**Assigned task**
Retype the entries in full, exactly.
Available data Start Marker
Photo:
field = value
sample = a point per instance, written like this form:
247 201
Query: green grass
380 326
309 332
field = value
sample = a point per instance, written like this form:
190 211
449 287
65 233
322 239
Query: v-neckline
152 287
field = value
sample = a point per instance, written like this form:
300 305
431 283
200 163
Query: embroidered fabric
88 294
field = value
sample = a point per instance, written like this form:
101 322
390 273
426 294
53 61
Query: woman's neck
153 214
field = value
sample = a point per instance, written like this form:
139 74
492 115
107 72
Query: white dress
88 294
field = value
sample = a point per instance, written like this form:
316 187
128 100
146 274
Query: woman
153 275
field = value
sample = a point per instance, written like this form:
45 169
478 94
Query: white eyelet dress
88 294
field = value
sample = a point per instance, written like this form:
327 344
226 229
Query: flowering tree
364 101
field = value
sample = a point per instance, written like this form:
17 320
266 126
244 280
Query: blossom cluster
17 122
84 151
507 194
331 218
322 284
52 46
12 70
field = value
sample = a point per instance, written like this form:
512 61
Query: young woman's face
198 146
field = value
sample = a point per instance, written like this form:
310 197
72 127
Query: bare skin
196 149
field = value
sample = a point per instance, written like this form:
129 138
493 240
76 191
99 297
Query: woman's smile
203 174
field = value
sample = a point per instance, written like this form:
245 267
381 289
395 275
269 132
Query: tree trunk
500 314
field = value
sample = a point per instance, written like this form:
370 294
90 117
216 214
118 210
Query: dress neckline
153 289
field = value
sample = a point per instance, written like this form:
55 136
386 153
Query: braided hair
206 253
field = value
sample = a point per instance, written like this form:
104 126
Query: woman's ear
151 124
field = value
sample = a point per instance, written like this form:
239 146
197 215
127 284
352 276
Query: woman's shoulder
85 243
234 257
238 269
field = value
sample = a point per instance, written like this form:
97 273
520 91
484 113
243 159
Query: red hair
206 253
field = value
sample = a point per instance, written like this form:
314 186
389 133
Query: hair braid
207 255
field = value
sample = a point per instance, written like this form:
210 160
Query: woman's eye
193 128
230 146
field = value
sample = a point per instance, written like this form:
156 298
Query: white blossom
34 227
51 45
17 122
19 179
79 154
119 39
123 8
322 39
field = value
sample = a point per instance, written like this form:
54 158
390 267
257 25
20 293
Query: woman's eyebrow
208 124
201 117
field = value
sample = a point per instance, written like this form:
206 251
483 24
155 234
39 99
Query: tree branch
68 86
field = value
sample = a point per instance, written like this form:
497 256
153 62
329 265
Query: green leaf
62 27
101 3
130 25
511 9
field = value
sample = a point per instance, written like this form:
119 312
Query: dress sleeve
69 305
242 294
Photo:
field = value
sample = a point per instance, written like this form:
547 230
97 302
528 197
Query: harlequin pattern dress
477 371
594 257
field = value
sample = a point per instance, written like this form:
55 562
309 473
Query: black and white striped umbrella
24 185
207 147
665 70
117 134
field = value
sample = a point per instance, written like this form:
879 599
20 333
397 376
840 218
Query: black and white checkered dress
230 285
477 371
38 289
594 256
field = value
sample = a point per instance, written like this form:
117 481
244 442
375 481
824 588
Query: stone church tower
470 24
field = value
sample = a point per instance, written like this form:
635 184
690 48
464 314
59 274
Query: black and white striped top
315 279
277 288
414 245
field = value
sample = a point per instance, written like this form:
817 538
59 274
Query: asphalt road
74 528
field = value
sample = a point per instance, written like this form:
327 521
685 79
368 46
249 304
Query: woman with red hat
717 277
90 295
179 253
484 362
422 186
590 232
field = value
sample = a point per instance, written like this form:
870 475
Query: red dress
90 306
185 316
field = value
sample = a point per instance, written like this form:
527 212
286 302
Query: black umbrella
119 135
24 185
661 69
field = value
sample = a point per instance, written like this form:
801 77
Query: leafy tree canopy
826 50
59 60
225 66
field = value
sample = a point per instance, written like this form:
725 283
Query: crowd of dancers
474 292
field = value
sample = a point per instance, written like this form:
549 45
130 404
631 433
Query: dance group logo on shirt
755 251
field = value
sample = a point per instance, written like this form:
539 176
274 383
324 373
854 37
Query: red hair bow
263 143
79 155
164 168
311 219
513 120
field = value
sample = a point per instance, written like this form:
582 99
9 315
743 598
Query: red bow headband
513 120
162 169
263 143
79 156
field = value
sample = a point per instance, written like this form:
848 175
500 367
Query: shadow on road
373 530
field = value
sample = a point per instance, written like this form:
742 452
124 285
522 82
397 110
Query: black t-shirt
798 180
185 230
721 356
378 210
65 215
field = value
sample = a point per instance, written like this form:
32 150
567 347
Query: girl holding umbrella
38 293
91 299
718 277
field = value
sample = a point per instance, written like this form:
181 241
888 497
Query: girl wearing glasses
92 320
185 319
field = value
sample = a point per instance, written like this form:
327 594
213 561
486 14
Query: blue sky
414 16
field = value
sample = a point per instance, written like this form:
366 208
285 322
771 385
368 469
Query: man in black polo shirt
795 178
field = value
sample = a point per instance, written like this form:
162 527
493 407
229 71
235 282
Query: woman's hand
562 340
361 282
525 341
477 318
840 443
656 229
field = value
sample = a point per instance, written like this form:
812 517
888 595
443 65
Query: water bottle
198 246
Available data End Marker
**Output for this task**
Photo:
field = value
sample = a point per instance, written like this form:
247 201
Query: green grass
380 326
309 332
field = value
sample = a point per instance, written like this form:
190 211
449 287
65 233
322 239
Query: v-neckline
152 287
field = value
sample = a point per instance, written like this form:
300 305
431 283
200 163
Query: embroidered fabric
88 294
field = value
sample = a point per instance, written like this form:
101 322
390 273
426 294
53 61
Query: woman's neck
153 214
field = value
sample = a point per instance, written like this form:
139 74
492 115
107 72
Query: white dress
88 294
field = value
sample = a point per instance, written like this form:
316 187
128 100
146 274
Query: woman
153 275
field = value
sample = a point per instance, written like this form:
45 169
478 94
Query: white eyelet dress
88 294
field = value
sample = a point per instance, written like this form:
327 344
226 229
Query: flowering tree
364 101
field = value
sample = a point per instance, written like this form:
17 320
266 126
244 280
Query: blossom cluster
17 122
84 151
507 194
331 218
322 284
52 46
12 70
field = value
sample = a point per instance, written like this form:
512 61
Query: young woman's face
198 146
field = value
sample = a point per instance, written like this form:
310 197
72 127
Query: bare skin
196 149
field = value
sample = a point per instance, written like this form:
129 138
493 240
76 191
99 297
Query: woman's smile
203 174
field = value
sample = a point per instance, written like this form:
245 267
381 289
395 275
269 132
Query: tree trunk
500 314
field = value
sample = a point per instance, written like this form:
370 294
90 117
216 214
118 210
Query: dress neckline
153 289
field = value
sample = a point per instance, written like this form:
55 136
386 153
Query: braided hair
206 253
field = value
sample = a point per instance, written like this form:
104 126
Query: woman's ear
151 124
field = value
sample = a point per instance, written like this form:
239 146
197 215
127 284
352 276
Query: woman's shoulder
85 243
234 257
238 269
field = value
sample = a point per instance, written like this form:
97 273
520 91
484 113
243 159
Query: red hair
206 253
field = value
sample = a point per instance, written like this form:
314 186
389 133
Query: hair braid
207 255
field = value
sample = a point per instance, written like this form:
210 160
Query: woman's eye
193 128
230 146
field = value
sample = a point per instance, written like this form:
156 298
Query: white blossom
34 227
51 45
17 122
19 179
79 154
119 39
123 8
322 39
field = value
sample = a point per instance, written like this form:
54 158
390 267
257 25
20 293
Query: woman's eyebrow
208 124
201 117
field = value
sample = a point per instance, written like this form:
206 251
483 24
155 234
39 99
Query: tree branch
68 86
field = value
sample = a point per instance, written like this form:
497 256
153 62
329 265
Query: green leaf
62 27
101 3
130 25
511 9
field = value
sample = a point per instance, written like this form:
119 312
Query: dress sleeve
69 305
242 294
Photo:
field = value
sample = a point per instance, written like this form:
547 230
97 302
528 197
Query: harlequin pattern dress
477 371
594 257
field = value
sample = a point per instance, written like this form:
55 562
309 473
Query: black and white striped umbrella
24 185
207 147
665 70
117 134
field = value
sample = a point per instance, written like this form:
879 599
20 333
397 376
840 218
Query: black and white checkered dress
230 285
477 371
38 289
594 256
field = value
sample = a point per instance, written like this form:
117 481
244 442
375 481
824 588
Query: stone church tower
470 24
field = value
sample = a point per instance, written like this form:
635 184
690 48
464 314
59 274
Query: black and white striped top
315 279
277 288
414 245
field = value
sample = a point per instance, written like this form:
817 538
59 274
Query: asphalt road
74 528
field = value
sample = a point per instance, written like this form:
327 521
685 79
368 46
249 304
Query: woman with red hat
717 277
90 295
179 253
484 362
422 186
590 232
field = value
sample = a point per instance, written like this form:
870 475
Query: red dress
90 306
185 316
field = value
sample = a point per instance, written like this form:
527 212
286 302
Query: black umbrella
119 135
24 185
661 69
field = value
sample = a point per instance, written like this form:
801 77
Query: leafy tree canopy
826 50
59 60
225 66
field = value
sample = a point per instance, written like this form:
725 283
Query: crowd of dancers
474 292
field = value
sample = a point per instance, written like this form:
549 45
130 404
631 433
Query: dance group logo on shirt
755 251
field = value
sample = a point per instance, written like this form:
539 176
274 383
324 373
854 37
Query: red hair bow
263 143
79 155
164 168
311 219
513 120
field = value
sample = a point per instance, written like this form:
582 99
9 315
743 598
Query: red bow headband
513 120
162 169
263 143
79 156
field = value
sample = a point per instance, written like this form:
848 175
500 367
Query: shadow on road
373 530
field = value
sample = a point per instance, written like this form:
742 452
124 285
522 82
397 110
Query: black t-shirt
798 180
185 230
721 356
378 210
65 215
field = value
sample = a point per instance, written like this form:
32 150
567 347
Query: girl holding umbrella
38 293
91 299
718 277
field = value
sample = a point per instance, written like this form:
181 241
888 497
Query: girl wearing glasses
92 320
185 319
field = value
sample = a point per instance, written like this form:
327 594
213 561
486 14
Query: blue sky
414 16
field = value
sample = a point per instance, written like this form:
366 208
285 322
771 385
368 469
Query: man in black polo shirt
795 178
field = value
sample = a point per instance, written like this form:
162 527
493 407
229 71
235 282
Query: woman's hand
562 340
361 282
525 341
477 318
840 443
656 229
field = value
sample = a point per instance, written like this form:
812 517
888 595
443 65
Query: water bottle
198 246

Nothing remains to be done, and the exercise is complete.